* _DATASET EXCERPTS_:
----------------

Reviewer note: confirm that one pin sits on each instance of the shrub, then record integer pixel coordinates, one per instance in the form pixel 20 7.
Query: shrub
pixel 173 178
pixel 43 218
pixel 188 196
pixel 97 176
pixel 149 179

----------------

* _EXERCISE_:
What you hand back must match the records above exactly.

* _SOLUTION BELOW_:
Reviewer note: confirm that one pin sits on each instance of the shrub, then record integer pixel coordinates, one per instance in the form pixel 20 7.
Query: shrub
pixel 173 178
pixel 43 218
pixel 188 196
pixel 97 176
pixel 149 179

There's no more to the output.